> _Data entries_
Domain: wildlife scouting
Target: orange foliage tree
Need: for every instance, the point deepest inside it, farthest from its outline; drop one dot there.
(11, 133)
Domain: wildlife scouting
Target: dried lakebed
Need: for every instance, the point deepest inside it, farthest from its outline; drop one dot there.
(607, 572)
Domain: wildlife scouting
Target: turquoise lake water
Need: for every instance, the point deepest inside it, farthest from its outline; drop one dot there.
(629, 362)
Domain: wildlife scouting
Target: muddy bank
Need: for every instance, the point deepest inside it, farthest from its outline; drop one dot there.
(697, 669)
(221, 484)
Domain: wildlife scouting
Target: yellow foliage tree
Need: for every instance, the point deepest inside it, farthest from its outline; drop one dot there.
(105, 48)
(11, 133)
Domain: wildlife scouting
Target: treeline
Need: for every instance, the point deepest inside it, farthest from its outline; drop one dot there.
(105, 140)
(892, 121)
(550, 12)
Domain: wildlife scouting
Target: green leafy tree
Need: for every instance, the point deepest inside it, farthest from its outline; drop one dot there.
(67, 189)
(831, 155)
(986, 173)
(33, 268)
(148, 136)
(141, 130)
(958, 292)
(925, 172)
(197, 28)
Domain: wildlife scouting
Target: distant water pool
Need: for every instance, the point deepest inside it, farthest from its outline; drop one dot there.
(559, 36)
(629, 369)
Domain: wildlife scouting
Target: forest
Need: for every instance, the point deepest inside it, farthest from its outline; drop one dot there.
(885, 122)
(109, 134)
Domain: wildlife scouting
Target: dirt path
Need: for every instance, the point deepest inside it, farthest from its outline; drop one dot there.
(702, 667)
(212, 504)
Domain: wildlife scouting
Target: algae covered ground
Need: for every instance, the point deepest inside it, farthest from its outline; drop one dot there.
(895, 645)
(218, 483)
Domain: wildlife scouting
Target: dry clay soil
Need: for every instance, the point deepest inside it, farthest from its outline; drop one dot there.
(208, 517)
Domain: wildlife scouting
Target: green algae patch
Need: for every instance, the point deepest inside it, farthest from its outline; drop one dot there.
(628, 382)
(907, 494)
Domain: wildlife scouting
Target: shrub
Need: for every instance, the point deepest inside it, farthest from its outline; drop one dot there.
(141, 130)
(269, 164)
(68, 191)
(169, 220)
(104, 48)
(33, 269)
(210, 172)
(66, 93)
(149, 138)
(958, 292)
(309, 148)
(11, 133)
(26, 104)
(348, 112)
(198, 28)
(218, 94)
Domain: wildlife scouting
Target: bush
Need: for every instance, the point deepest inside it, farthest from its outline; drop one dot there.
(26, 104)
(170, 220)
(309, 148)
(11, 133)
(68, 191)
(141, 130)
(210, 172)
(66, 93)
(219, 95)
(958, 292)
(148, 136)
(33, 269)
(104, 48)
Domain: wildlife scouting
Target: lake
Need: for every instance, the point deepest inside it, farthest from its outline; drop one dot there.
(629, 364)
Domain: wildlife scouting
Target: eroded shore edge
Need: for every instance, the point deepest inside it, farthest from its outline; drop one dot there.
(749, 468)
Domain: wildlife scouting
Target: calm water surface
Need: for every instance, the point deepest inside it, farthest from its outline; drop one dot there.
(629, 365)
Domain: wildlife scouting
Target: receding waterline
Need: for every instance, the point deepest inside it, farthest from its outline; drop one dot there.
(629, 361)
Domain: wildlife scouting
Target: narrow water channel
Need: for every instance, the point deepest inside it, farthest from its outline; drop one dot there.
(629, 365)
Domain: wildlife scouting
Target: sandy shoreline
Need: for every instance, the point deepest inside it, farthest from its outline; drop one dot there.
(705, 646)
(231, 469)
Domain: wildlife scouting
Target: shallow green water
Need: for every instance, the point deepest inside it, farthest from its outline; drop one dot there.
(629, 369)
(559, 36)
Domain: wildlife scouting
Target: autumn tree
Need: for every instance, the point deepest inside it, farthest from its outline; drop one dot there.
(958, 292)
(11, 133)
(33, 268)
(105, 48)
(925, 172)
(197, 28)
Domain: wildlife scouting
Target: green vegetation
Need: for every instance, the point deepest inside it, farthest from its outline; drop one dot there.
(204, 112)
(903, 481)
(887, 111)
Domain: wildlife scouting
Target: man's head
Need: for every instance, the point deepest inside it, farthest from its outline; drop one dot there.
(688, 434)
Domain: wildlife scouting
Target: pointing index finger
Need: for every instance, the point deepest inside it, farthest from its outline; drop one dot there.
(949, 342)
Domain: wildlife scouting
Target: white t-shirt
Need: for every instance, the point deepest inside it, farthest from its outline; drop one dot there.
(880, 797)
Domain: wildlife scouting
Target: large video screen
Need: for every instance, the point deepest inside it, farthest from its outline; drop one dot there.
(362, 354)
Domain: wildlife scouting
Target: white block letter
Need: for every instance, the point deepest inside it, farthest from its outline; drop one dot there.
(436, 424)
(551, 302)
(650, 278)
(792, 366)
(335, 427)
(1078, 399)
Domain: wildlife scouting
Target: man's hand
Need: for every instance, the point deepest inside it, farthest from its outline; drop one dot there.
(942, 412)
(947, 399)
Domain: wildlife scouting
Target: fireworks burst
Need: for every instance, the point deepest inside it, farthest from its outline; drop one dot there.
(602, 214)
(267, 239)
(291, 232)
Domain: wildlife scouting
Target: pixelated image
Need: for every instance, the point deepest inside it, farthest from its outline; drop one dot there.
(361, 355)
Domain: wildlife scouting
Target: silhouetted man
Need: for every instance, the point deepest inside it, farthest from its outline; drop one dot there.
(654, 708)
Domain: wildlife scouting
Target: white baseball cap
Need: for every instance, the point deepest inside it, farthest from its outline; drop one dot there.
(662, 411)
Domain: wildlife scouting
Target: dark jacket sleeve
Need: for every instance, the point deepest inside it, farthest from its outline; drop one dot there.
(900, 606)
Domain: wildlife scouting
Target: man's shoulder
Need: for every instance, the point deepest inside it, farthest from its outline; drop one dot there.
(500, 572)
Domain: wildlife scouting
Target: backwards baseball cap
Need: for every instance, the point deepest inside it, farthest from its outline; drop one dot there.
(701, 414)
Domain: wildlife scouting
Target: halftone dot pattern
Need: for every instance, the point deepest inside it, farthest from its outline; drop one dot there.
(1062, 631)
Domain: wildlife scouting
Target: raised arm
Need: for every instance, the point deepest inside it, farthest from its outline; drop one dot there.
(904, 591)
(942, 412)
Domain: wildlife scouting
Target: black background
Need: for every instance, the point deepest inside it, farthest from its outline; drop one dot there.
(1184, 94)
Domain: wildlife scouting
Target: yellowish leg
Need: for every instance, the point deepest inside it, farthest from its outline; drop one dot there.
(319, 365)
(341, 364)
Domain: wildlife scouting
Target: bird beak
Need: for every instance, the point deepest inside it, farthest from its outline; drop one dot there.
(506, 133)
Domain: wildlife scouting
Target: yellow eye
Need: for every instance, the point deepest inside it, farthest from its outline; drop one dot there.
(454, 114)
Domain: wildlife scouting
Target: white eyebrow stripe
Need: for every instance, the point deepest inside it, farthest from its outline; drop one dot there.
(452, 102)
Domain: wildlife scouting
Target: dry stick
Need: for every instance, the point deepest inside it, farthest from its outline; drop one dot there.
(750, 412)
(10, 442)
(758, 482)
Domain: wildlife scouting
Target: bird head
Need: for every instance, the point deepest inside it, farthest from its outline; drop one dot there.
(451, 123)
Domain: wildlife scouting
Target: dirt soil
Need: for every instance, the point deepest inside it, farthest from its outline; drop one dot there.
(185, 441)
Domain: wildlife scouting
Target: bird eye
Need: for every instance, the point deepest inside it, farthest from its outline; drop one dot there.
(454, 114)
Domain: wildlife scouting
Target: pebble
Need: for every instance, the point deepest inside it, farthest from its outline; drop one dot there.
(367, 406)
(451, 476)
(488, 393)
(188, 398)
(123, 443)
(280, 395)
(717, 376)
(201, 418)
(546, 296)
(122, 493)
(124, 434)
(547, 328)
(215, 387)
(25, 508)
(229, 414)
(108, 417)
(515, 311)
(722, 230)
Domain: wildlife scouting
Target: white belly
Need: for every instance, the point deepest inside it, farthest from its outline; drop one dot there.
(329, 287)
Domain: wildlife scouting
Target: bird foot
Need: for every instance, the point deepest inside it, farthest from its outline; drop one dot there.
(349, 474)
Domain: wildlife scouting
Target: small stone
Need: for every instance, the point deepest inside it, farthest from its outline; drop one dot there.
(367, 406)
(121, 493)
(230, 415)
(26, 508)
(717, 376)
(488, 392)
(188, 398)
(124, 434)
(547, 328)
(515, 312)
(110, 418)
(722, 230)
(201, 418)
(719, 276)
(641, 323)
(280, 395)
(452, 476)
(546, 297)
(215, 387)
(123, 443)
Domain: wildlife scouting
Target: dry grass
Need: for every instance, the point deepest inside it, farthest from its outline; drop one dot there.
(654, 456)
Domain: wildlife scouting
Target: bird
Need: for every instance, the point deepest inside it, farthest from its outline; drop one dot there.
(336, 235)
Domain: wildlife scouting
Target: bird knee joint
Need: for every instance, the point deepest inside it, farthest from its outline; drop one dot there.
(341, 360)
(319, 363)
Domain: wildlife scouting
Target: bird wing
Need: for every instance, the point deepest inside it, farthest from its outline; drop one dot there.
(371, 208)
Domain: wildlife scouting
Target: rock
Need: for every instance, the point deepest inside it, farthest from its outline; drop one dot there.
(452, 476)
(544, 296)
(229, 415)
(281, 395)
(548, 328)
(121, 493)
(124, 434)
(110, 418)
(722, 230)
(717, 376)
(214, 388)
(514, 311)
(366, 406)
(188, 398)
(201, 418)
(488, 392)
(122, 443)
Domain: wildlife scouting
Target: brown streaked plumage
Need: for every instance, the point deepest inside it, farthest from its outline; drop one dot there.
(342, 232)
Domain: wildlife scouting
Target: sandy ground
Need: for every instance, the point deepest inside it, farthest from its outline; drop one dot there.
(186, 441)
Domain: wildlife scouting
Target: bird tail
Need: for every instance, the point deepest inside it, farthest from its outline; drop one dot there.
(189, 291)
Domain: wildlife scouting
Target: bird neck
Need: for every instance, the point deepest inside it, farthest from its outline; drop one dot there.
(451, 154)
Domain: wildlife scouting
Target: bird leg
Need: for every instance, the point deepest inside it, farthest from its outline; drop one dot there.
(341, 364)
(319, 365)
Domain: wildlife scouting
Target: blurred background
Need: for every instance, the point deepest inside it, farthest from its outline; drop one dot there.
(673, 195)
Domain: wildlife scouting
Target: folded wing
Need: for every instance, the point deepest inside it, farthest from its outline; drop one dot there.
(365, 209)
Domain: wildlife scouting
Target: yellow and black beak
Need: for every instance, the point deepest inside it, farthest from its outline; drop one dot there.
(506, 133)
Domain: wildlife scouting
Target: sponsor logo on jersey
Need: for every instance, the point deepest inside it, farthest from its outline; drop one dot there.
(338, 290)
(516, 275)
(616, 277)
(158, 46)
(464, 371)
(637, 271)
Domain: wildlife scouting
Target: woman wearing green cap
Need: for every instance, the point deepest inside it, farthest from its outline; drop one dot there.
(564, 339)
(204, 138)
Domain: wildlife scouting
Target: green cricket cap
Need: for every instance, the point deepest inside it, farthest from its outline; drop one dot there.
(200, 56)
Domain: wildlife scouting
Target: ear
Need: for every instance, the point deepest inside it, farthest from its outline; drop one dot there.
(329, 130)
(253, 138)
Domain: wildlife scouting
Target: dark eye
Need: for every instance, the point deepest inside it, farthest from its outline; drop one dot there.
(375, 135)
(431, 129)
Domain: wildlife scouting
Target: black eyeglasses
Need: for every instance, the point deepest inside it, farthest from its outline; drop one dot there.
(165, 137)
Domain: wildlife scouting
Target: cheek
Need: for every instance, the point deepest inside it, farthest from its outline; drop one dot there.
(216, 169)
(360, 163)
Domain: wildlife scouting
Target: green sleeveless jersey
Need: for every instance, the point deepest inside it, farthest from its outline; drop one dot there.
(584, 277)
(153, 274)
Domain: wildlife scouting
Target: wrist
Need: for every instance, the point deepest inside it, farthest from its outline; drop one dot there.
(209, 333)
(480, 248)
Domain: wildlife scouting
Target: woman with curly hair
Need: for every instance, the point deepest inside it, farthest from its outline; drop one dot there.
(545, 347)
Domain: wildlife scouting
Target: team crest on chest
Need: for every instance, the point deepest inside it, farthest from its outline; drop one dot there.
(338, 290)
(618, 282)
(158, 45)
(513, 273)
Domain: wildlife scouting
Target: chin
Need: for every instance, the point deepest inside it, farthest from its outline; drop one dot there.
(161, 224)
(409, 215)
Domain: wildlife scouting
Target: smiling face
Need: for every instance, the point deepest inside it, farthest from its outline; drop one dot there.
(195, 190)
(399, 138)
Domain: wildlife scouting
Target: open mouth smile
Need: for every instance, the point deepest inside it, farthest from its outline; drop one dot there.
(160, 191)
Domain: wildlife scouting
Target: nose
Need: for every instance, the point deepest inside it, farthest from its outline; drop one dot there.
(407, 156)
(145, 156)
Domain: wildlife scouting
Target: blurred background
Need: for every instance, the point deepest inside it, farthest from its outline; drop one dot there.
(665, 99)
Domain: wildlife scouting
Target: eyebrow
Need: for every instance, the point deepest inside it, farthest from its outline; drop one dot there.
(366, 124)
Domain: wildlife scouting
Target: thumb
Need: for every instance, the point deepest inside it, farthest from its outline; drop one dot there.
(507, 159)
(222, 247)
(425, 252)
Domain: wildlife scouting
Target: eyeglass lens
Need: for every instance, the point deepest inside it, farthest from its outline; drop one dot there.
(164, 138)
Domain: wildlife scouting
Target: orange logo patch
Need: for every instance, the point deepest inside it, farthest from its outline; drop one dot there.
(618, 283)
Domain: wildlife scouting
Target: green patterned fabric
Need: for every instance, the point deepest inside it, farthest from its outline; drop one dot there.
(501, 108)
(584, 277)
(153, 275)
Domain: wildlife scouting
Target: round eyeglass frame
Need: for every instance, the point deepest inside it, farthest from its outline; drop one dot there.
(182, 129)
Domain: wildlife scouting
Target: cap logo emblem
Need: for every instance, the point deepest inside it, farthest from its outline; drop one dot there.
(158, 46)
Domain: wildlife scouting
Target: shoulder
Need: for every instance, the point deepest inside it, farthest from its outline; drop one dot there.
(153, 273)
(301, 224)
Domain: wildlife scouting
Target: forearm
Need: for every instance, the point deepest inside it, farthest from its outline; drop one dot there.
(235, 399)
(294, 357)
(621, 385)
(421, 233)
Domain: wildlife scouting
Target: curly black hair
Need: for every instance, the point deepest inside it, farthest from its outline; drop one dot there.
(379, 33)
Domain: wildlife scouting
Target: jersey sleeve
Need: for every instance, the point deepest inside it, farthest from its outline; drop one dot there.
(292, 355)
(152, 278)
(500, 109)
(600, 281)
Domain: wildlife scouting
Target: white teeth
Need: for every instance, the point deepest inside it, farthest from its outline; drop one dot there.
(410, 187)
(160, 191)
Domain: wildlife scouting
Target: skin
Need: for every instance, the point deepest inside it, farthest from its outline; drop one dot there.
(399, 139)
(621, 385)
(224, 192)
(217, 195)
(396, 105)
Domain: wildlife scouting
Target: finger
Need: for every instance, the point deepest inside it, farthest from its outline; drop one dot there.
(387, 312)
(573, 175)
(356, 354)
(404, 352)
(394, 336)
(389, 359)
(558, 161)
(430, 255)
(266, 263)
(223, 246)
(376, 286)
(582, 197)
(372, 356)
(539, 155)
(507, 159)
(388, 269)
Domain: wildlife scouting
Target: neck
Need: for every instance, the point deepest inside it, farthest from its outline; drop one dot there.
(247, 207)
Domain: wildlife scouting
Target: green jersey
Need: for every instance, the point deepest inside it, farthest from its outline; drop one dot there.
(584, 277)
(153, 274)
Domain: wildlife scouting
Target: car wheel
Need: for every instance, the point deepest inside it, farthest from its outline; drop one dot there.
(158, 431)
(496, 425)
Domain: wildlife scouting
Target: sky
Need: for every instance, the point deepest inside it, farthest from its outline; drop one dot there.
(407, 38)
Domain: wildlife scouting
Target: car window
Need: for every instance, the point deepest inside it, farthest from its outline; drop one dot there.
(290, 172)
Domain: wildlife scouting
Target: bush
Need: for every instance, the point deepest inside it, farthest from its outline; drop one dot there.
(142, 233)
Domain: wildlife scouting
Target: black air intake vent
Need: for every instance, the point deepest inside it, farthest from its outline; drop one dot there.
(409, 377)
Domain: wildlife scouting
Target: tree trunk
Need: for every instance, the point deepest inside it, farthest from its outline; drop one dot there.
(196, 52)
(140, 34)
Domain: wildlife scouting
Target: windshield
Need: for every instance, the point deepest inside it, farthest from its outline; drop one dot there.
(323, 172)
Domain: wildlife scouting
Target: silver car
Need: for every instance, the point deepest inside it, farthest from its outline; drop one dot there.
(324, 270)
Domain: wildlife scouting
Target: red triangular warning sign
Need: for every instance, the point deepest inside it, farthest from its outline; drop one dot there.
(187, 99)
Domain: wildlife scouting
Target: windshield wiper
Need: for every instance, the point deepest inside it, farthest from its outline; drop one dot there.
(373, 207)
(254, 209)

> _WHAT TO PRODUCE_
State how many lines in the rows above contain the word "algae". Give the number alone.

> _EXERCISE RESPONSE_
2